EXERCISE DESCRIPTION: Give a verbatim quotation of every record.

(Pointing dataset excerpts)
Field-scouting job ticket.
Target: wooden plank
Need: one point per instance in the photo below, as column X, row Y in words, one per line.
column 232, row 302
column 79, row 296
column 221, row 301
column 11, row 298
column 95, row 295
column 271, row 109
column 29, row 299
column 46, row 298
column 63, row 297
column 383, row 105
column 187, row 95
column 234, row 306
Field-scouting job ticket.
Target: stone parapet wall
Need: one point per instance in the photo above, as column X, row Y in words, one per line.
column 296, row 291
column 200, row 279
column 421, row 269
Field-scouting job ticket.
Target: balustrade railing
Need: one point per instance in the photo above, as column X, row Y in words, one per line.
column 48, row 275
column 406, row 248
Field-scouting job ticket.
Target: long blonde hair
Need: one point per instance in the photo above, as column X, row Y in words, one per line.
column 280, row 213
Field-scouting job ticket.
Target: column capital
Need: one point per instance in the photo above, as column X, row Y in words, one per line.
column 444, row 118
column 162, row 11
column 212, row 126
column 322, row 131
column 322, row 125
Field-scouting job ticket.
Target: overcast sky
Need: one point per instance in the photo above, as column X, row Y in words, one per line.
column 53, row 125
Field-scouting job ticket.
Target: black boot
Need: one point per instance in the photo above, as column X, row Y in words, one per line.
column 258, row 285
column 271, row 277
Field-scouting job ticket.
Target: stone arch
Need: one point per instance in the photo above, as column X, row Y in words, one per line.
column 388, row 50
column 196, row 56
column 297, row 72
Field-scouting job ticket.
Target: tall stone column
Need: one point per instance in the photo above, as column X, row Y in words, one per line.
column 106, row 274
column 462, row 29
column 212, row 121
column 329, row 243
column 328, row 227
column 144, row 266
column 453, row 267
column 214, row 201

WRITTEN RESPONSE:
Field-scouting job ticket.
Target: wooden plank
Need: one point per instance in the photo below, as column X, row Y in words, one per line.
column 232, row 302
column 79, row 296
column 221, row 301
column 11, row 298
column 95, row 295
column 271, row 109
column 29, row 299
column 46, row 298
column 63, row 297
column 383, row 105
column 187, row 95
column 234, row 306
Field-scouting job ticket.
Target: stone parapet wall
Need: one point per instance in the photo above, as column X, row Y in words, one per line.
column 296, row 291
column 200, row 279
column 421, row 269
Field-scouting job ticket.
Target: balustrade railing
Need: one point per instance in the photo above, as column X, row Y in words, one per line.
column 48, row 275
column 406, row 248
Field-scouting job ticket.
Target: long blonde hair
Need: one point per instance in the photo above, as column X, row Y in words, one per line.
column 280, row 213
Field-scouting job ticket.
Target: column capital
Need: one point per instance in the photo above, as column X, row Y in words, one per line.
column 444, row 118
column 162, row 11
column 212, row 126
column 322, row 131
column 322, row 125
Field-scouting job ticket.
Target: overcast sky
Need: one point per instance in the photo above, as column X, row Y in words, one per line.
column 53, row 125
Field-scouting job ticket.
Target: black boot
Need: one point per instance in the photo above, as column X, row Y in words, one per line.
column 258, row 285
column 271, row 277
Field-scouting job ticket.
Target: stone arch
Need: one point per instance in the photo above, as column X, row Y in words, one per line.
column 388, row 50
column 196, row 56
column 297, row 72
Field-scouting job ticket.
Target: tall stone column
Need: one point per instance in the photo above, as column X, row Y in words, one per line.
column 106, row 274
column 462, row 29
column 212, row 121
column 329, row 243
column 328, row 227
column 144, row 266
column 453, row 267
column 214, row 201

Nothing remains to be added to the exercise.